Only the text belongs in the copy: retype each record exactly as it appears.

——

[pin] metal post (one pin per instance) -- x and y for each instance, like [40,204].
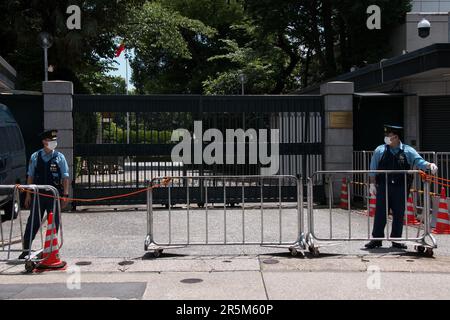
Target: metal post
[45,64]
[188,209]
[330,203]
[206,211]
[150,213]
[387,206]
[300,207]
[224,213]
[243,213]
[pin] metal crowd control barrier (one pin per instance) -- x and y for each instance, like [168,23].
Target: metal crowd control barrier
[271,225]
[423,241]
[16,245]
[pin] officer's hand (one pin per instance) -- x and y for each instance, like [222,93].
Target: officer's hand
[64,203]
[27,201]
[373,189]
[434,168]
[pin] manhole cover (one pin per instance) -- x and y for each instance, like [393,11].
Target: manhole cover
[191,281]
[271,261]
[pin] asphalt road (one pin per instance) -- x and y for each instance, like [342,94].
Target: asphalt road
[103,232]
[105,248]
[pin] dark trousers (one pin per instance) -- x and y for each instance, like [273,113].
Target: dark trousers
[46,205]
[396,203]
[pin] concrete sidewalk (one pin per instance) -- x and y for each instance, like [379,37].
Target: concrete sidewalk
[235,277]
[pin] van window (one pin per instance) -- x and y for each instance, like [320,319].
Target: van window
[19,141]
[3,140]
[10,139]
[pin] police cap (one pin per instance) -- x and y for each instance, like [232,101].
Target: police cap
[49,135]
[393,129]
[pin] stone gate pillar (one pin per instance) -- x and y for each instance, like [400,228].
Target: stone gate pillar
[58,115]
[338,100]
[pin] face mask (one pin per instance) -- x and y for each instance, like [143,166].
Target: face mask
[52,145]
[387,141]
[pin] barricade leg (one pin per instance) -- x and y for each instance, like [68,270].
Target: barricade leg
[390,195]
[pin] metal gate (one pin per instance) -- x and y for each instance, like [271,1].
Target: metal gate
[121,143]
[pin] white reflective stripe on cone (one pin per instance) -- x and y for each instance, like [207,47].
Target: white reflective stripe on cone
[442,221]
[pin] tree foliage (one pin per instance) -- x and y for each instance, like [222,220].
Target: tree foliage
[197,46]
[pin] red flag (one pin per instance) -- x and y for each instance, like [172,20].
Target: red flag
[120,49]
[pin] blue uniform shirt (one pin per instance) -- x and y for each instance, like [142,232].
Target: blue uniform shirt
[413,158]
[60,159]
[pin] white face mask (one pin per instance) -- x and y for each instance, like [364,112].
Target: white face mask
[52,145]
[387,141]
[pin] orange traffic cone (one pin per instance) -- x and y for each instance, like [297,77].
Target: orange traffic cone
[410,215]
[344,195]
[442,219]
[372,205]
[50,256]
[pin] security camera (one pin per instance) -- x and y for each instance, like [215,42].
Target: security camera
[424,28]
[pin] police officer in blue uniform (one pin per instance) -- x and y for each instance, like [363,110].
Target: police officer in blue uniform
[393,155]
[47,167]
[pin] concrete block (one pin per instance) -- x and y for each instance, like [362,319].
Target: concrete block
[57,87]
[339,154]
[439,28]
[338,137]
[339,103]
[65,138]
[58,120]
[58,103]
[337,87]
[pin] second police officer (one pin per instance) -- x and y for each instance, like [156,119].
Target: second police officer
[47,167]
[392,155]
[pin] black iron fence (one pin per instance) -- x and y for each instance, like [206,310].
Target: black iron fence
[123,142]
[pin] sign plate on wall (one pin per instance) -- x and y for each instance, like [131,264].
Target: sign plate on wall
[341,120]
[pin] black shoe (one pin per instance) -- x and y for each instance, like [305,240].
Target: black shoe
[397,245]
[374,244]
[23,255]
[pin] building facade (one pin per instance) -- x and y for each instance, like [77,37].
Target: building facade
[410,87]
[7,76]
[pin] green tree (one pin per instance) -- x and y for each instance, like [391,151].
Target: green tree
[75,54]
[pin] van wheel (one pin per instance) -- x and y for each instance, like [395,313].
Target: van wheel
[10,211]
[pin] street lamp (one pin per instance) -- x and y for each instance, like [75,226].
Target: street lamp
[242,79]
[424,27]
[45,41]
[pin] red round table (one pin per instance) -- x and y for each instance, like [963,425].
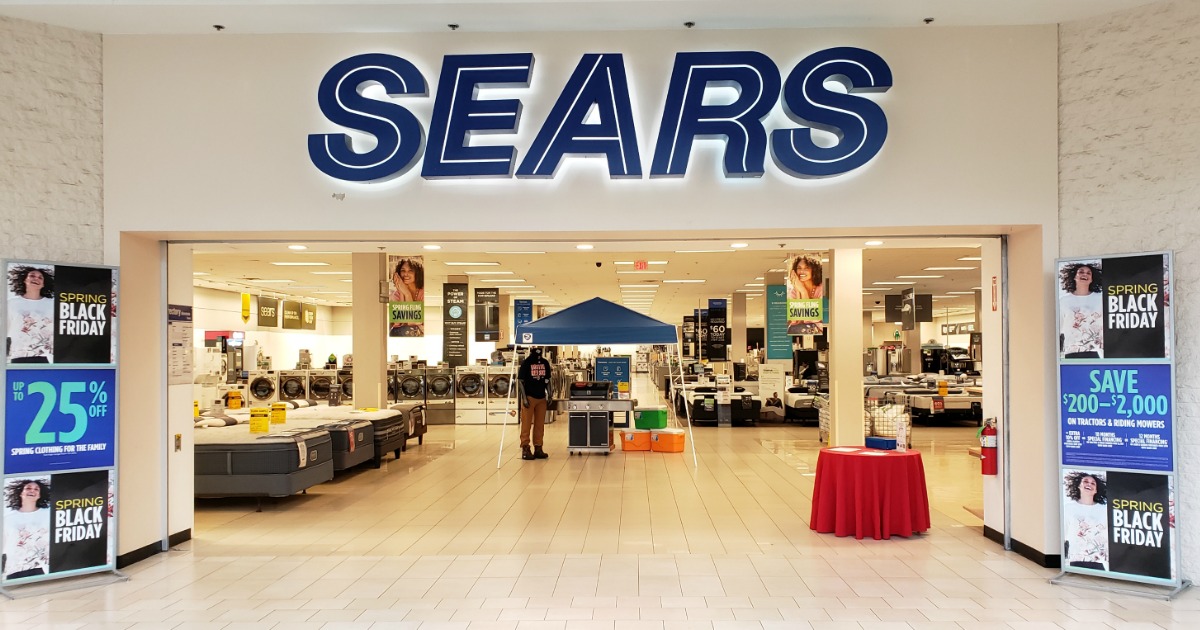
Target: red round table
[867,492]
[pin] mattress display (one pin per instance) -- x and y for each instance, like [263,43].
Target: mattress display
[233,462]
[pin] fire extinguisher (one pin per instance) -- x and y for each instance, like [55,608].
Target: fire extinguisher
[988,441]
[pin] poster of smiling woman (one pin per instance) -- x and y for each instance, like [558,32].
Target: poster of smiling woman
[805,295]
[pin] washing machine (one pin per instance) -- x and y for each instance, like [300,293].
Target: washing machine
[502,390]
[262,387]
[471,395]
[322,383]
[393,385]
[439,395]
[411,384]
[293,384]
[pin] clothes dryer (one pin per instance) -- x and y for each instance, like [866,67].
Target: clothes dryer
[393,384]
[502,390]
[293,384]
[411,385]
[439,405]
[322,383]
[471,395]
[262,388]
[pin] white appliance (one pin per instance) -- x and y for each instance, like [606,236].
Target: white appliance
[471,395]
[321,383]
[262,388]
[439,405]
[293,384]
[502,390]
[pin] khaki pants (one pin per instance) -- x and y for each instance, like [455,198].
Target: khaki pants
[533,417]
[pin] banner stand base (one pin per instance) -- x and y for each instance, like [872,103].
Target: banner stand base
[1101,583]
[63,585]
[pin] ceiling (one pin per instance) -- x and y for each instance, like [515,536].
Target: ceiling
[117,17]
[564,275]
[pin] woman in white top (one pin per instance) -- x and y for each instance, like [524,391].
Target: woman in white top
[27,523]
[30,315]
[1081,311]
[1085,523]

——

• **Answer to the exercise**:
[pin] metal post (one pin per instance) -- x and y for each instance, like [40,204].
Target: metal post
[45,64]
[188,209]
[330,203]
[206,211]
[150,213]
[387,206]
[300,207]
[224,213]
[243,213]
[pin] metal crowd control barrier (one pin per instance) -- x and y for each instance, like [168,23].
Target: metal crowd control barrier
[271,225]
[423,241]
[16,245]
[pin] officer's hand (one pin per instance) -- x and y for each instance, like [222,93].
Target: officer's hand
[64,203]
[27,201]
[373,189]
[434,168]
[pin] manhole cover (one pin per instance) -- x and y for each instance, like [393,11].
Target: manhole cover
[191,281]
[271,261]
[pin] asphalt road (one pin per instance) -- x and y for each instance, like [342,94].
Target: asphalt road
[103,232]
[105,248]
[pin] dark trousers (one pin per instance) -- x and y for each instance, like [273,113].
Target: dark trousers
[46,205]
[396,203]
[pin] concrete sidewalk (one pin per instance) -- x and y for each instance, like [379,37].
Target: concrete sidewalk
[235,277]
[pin] van window (one pin per instance) -- x and y for each instance, like [320,319].
Target: van window
[19,141]
[3,140]
[10,139]
[pin] police cap (one pin per instance) -- x and y for each instance, like [232,101].
Target: police cap
[49,135]
[393,129]
[pin] stone gate pillar (one pin per instance) -- x and y for each instance, like [400,228].
Target: stone gate pillar
[58,115]
[338,100]
[pin] face mask (one pin per instance) -- x and y for each instance, like [143,166].
Target: face mask
[52,145]
[387,141]
[pin] barricade leg (one pin per instance) -- x and y for each instance, like [68,270].
Target: barricade leg
[390,195]
[pin] metal gate (one pin per instance) -- x and y for each instance, like [271,1].
Target: metal gate
[121,143]
[pin] white reflective stripe on cone (one pin per instance) -- x and y for each instance, like [207,47].
Target: white reflective stripe on cone
[442,221]
[pin] tree foliage (one pin per instance) -- x and y for each instance, like [222,220].
Target: tree foliage
[197,46]
[pin] red flag (one pin per instance) -- x and y for each instance, like [172,20].
Target: red flag
[120,49]
[pin] blue uniform shirt (one pin per instance) -- x and y for each instance, like [142,232].
Target: blue uniform shirt
[413,158]
[60,159]
[pin] white face mask (one pin per instance) -- x and y for each instance, like [364,112].
Target: white face mask
[52,145]
[387,141]
[pin] orange traffic cone (one pin per instance) -- x and y for each instance, like [297,77].
Target: orange traffic cone
[410,215]
[344,195]
[442,219]
[372,205]
[50,256]
[pin] security camera (one pin per instance) -- x and y for each instance, like [215,42].
Target: security camera
[424,28]
[pin] police officer in blue uniform (one pin per instance) -- x and y for each instance, like [363,110].
Target: police officer in blue uniform
[393,155]
[47,167]
[pin] concrete block (one pin per instance) -- x and y for each instance, like [362,319].
Target: concrete block
[57,87]
[339,154]
[439,28]
[338,137]
[339,103]
[65,138]
[58,120]
[58,103]
[337,87]
[pin] second police officer (one pin per instance) -- x and y for each instance, like [156,119].
Target: second police officer
[47,167]
[392,155]
[pin] black iron fence (one pin per instance) -- x and y for each instance, like [206,310].
Target: black iron fence
[123,142]
[pin] sign plate on wall (one pin per instance) -- x and y for each instance, like [131,264].
Target: sign plate on wall
[341,120]
[pin] black shoe (one pin per instance) -- x and y for each instance, like [305,240].
Target: black shoe
[397,245]
[374,244]
[23,255]
[pin] building facade (one pin per instance) -- x and y for each instance, like [77,37].
Target: building facade
[410,87]
[7,76]
[pin] green tree (one pin per instance) -- x and y for each instance, like [391,151].
Target: green tree
[75,54]
[pin] van wheel (one pin per instance) -- x and y for each instance, like [395,313].
Target: van wheel
[10,211]
[pin] street lamp (one pin per instance) -- x and y for each instance, like [75,226].
Target: street lamp
[242,79]
[424,27]
[45,41]
[pin] red round table (one pin per instance) -- x and y for each instance, like [963,425].
Target: red round table
[867,492]
[pin] mattress display (one pin per instance) -- x and y for each instance, like [263,43].
Target: mattress display
[233,462]
[pin] fire extinguisher (one pin per instance) -- x and y for each instance, like [55,608].
Target: fire extinguisher
[988,441]
[pin] poster of smiling woman (one pin per instance) -- x and y for each instance, like [558,32].
Target: poster of smiling woman
[805,295]
[pin] washing machine (one pin per instance) -- x and y for each instance, like [300,293].
Target: washing machine
[502,390]
[262,387]
[471,395]
[322,383]
[393,385]
[439,395]
[411,384]
[293,384]
[pin] clothes dryer (one pin per instance) -- x and y for each instance, like [866,67].
Target: clothes dryer
[393,384]
[502,390]
[293,384]
[411,385]
[439,405]
[322,383]
[471,395]
[262,388]
[pin] white appliance (one pin per instance) -- x and y for each instance, like [606,236].
Target: white appliance
[471,395]
[321,383]
[262,388]
[439,405]
[293,384]
[502,390]
[pin] khaki pants (one pin per instance) -- x and y for each instance, like [455,198].
Target: khaki pants
[533,417]
[pin] banner stand base (one pin per instance) -- x and y for each instance, like [872,103].
Target: banner stand base
[1101,583]
[63,585]
[pin] ceiling (one pin per instance) -- x and y for each instance, like [515,536].
Target: ceiling
[117,17]
[564,275]
[pin] woman in white top (one pin per instance) -- x and y for each instance, like [524,391].
Target: woman in white top
[27,523]
[30,315]
[1081,311]
[1085,523]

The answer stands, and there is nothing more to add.